EXCERPT »
Billed as a "high-tech medical check-up," the scans are costly, ranging from about $300 for a lung scan to $1,000 for the whole body. People typically go for scanning without a doctor's recommendation; and they usually pay out of pocket, as most insurance companies do not cover these tests. And rightly so. The use of scanners as screening tests is a bad idea for two reasons: false alarms and too much radiation. This article will explore radiation risk only because many past issues of Dr. M's Senior Health Tips have addressed other harms caused by screening, including unnecessary biopsies, unnecessary cancer treatment, and false reassurance. Many organs of the body, most notably, the breast and prostate, harbor small cancers that would safely remained dormant had they never been discovered and surgically removed. Similar concerns about overtreatment apply to finding blockages in the coronary arteries of symptomless people.

CT scans involve much higher doses of radiation than standard x-rays because they provide three-dimensional, multiple "slices" of the body. A CT chest scan, for example, involves about 400 times the radiation dose of a single chest x-ray. A CT scan of the abdomen or pelvis involves a radiation dose 500 times that of a chest x-ray. The 2000 European Commission Directorate-General for the Environment reported these dose estimates based on surveys of diagnostic medical tests conducted at hundreds of hospitals in the 1990s.

There is no equivalent U.S. agency that provides similar effective-dose guidelines for tests involving radiation exposure. Nor do we have an independent agency that regulates the use of CT scanners. The consumer is left with the radiologist's word regarding low-dose equipment claims. There is no inspection of these scanning centers as there is for mammography facilities, which are regulated by the Food and Drug Administration. The FDA sends warning letters to the mammography facilities whose equipment is found to emit higher than necessary radiation and shuts down any facility whose equipment is known to emit excessively high radiation.

All x-ray and scanning facilities should get this kind of oversight, but they don't. The FDA is currently considering the issue of regulation, according to Thomas B. Shope, Jr., PhD, of the FDA's Center for Devices and Radiological Health. In a telephone interview, Dr. Shope said that radiologists at these new scanning centers are, in effect, selling a service that is "off label," which means that CT scans are intended for diagnostic purposes but not for screening symptomless people. Furthermore, there is no requirement for the manufacturers to prove their equipment is safe and effective for this new use. All scanners are "grandfathered" because the original CT scanning equipment came on the market before 1976, when the FDA first began requiring proof of safety and efficacy for medical devices.

WORK INSTRUCTION » Restate the part of the CT screening excerpt that opens with the words containing "All x-ray and" and closes with "for medical devices.", swapping "telephone interview" for "phone conversation".

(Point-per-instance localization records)
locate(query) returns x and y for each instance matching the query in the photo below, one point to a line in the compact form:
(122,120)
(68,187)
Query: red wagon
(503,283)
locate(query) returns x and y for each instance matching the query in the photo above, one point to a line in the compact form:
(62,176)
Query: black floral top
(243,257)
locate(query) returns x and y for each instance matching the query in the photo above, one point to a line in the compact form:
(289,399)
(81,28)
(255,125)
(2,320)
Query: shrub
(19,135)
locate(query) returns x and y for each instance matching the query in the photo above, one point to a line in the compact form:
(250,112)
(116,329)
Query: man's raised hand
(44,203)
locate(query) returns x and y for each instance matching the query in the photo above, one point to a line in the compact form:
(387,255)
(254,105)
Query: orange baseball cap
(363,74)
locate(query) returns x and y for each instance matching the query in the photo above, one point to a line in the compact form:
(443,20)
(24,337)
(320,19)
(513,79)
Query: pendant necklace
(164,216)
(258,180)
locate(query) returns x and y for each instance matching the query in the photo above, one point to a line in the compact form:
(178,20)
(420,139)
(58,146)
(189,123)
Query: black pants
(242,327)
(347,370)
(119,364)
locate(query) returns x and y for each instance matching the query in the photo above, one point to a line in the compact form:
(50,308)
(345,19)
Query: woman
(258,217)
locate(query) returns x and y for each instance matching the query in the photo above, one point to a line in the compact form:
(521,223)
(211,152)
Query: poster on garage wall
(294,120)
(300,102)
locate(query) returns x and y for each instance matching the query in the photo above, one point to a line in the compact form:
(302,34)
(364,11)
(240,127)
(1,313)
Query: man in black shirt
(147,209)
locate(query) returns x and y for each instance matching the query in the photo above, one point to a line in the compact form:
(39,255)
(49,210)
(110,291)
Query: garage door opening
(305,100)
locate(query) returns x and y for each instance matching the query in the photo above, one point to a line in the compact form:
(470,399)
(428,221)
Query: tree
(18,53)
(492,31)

SOLUTION TO THE EXERCISE »
All x-ray and scanning facilities should get this kind of oversight, but they don't. The FDA is currently considering the issue of regulation, according to Thomas B. Shope, Jr., PhD, of the FDA's Center for Devices and Radiological Health. In a phone conversation, Dr. Shope said that radiologists at these new scanning centers are, in effect, selling a service that is "off label," which means that CT scans are intended for diagnostic purposes but not for screening symptomless people. Furthermore, there is no requirement for the manufacturers to prove their equipment is safe and effective for this new use. All scanners are "grandfathered" because the original CT scanning equipment came on the market before 1976, when the FDA first began requiring proof of safety and efficacy for medical devices.